PAGE EXCERPT:
I am trying to use the zscore values from the GBM IVY atlas to determine if several genes of interest are upregulated in GBM patients. I would like to use the gene expression data to do this, but am confused about what the zscore is referencing. Is there a normal value it is being compared to? Same question applies to the log2 fold changes. What is the change relative to? Is it healthy tissue or cancerous tissue? It seems to truly quantify overexpression you would need to be comparing to normal tissue.
Thank you in advance for your help.
Hi @SB5. I would suggest starting with this community forum post about normalization and Z-scores. You are not the first to have questions about this data set (see this post). In general, the expression values are normalized, within-sample gene expression measures that are log-normalized so the data across samples approximates a normal distribution. Z-scores are then defined as usual (x-mean(x))/sd(x). Z scoring is done irrespective of sample meta-data, and any differential expression analyses are comparing whatever is selected in the source vs. target groups.
Thanks @jeremyinseattle! I have read those other posts but found they didn’t quite answer my question. So to clarify, the z scores included in the GBM database are relative to the mean of the GBM samples, not to healthy tissue, correct?
Correct. They are relative to all of the samples that are included in the data set, but do not include any samples from other data sets of normal tissue. To first approximation you can probably treat “leading edge” samples as healthy tissue, with the caveat that there may be some (potentially very relevant!) tumor gene signatures in there as well.

GIVEN RECORDS:

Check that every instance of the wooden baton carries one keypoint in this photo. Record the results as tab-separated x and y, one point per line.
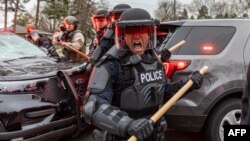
172	101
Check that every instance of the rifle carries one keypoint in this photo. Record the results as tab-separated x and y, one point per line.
77	51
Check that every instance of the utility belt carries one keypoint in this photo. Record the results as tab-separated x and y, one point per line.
158	134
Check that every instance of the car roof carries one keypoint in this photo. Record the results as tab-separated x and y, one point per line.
209	22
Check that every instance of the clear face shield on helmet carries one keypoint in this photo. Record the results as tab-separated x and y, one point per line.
136	36
99	23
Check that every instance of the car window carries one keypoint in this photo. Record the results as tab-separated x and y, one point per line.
201	40
14	47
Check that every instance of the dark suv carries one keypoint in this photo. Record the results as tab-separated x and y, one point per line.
222	45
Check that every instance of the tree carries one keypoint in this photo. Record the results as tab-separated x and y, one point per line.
184	14
203	12
55	11
165	10
24	18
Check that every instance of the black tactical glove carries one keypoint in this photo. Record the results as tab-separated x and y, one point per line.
197	78
141	128
165	55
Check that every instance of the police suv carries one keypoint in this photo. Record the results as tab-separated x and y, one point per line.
222	45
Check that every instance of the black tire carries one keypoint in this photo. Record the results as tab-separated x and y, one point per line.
216	120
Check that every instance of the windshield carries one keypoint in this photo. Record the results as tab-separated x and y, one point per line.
14	47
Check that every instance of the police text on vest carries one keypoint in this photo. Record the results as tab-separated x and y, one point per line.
151	76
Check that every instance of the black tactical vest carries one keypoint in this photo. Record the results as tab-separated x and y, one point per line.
141	92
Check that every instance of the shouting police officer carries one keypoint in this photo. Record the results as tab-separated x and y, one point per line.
71	37
129	85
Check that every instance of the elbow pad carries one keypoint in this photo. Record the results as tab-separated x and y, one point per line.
113	120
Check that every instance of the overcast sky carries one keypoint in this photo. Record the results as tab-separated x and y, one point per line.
149	5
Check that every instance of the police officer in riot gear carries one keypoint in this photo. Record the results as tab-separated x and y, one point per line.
128	85
99	22
42	41
71	37
107	40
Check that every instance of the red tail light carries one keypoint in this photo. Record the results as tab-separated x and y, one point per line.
172	66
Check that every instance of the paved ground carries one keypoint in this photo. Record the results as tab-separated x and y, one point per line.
171	136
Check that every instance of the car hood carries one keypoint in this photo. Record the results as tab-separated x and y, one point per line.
33	67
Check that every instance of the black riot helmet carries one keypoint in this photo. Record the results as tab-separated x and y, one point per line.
117	11
99	19
137	24
71	20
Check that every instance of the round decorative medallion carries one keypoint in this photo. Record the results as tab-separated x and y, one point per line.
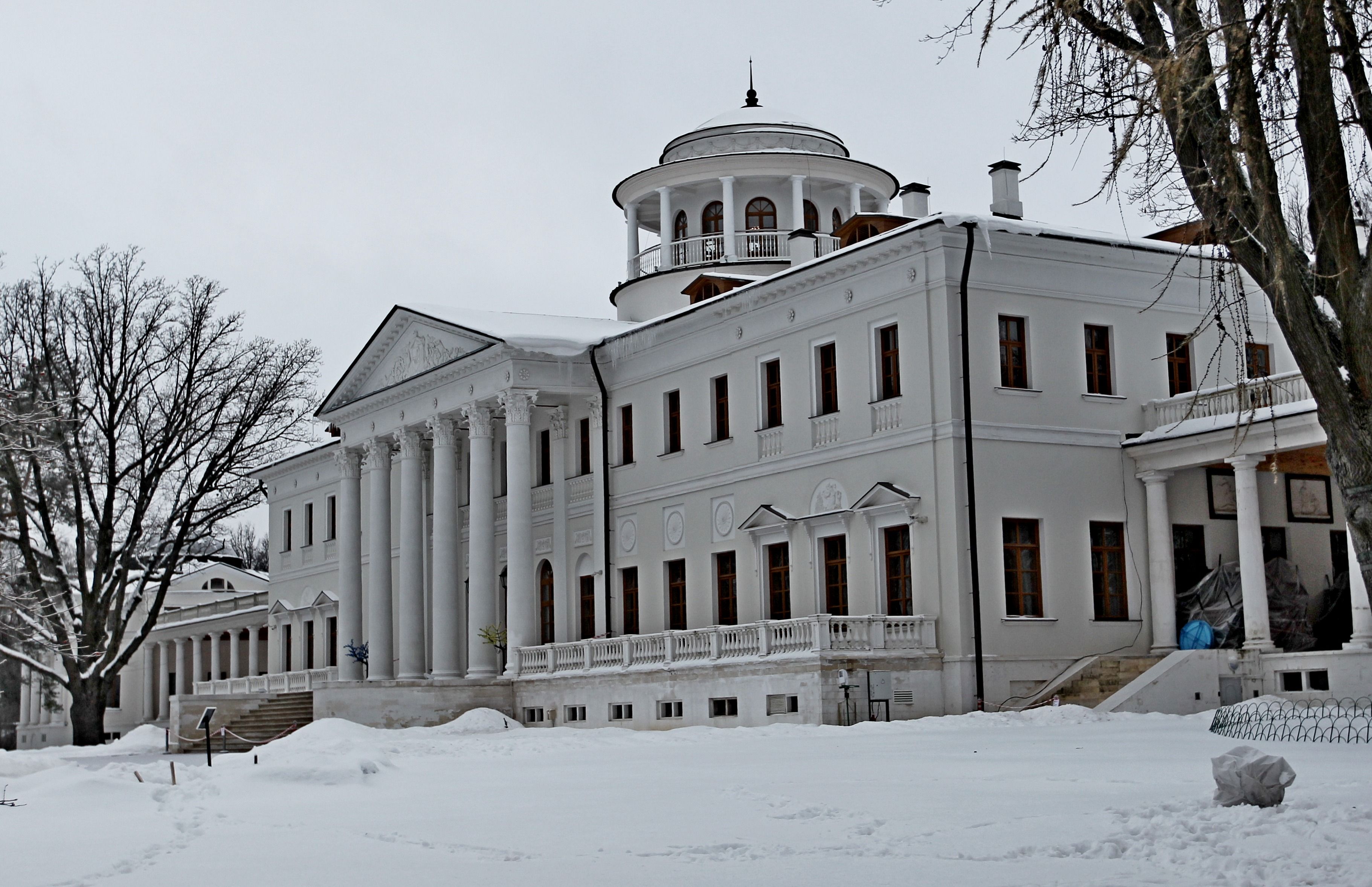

DIRECTIONS:
1 > In the forum thread above about z-scores in the GBM IVY atlas, rewrite the paragraph beginning "Hi @SB5. I would suggest" as a short bulleted list that keeps its main facts.
2 > From the forum thread above, extract the passage starting at "Thanks @jeremyinseattle! I" and ending at "there as well.".
3 > Based on the forum thread above, decide whether each statement agrees with it. Answer yes or no, and quote the words from the thread that settle it.
(a) The first poster asks whether the log2 fold changes are relative to healthy tissue or cancerous tissue.
(b) The z-scores are computed using samples from other data sets of normal tissue.
(c) Z scoring takes sample meta-data into account.

ANSWERS:
1 >
- Start with the community forum post on normalization and Z-scores. Others have asked about this data set before.
- Expression values are normalized, within-sample gene expression measures. They are log-normalized so the data across samples approximates a normal distribution.
- Z-scores are defined as usual: (x-mean(x))/sd(x).
- Z scoring ignores sample meta-data.
- Differential expression analyses compare whatever is selected in the source and target groups.

2 >
Thanks @jeremyinseattle! I have read those other posts but found they didn’t quite answer my question. So to clarify, the z scores included in the GBM database are relative to the mean of the GBM samples, not to healthy tissue, correct?
Correct. They are relative to all of the samples that are included in the data set, but do not include any samples from other data sets of normal tissue. To first approximation you can probably treat “leading edge” samples as healthy tissue, with the caveat that there may be some (potentially very relevant!) tumor gene signatures in there as well.

3 >
(a) Yes: "Is it healthy tissue or cancerous tissue?"
(b) No: "but do not include any samples from other data sets of normal tissue."
(c) No: "Z scoring is done irrespective of sample meta-data"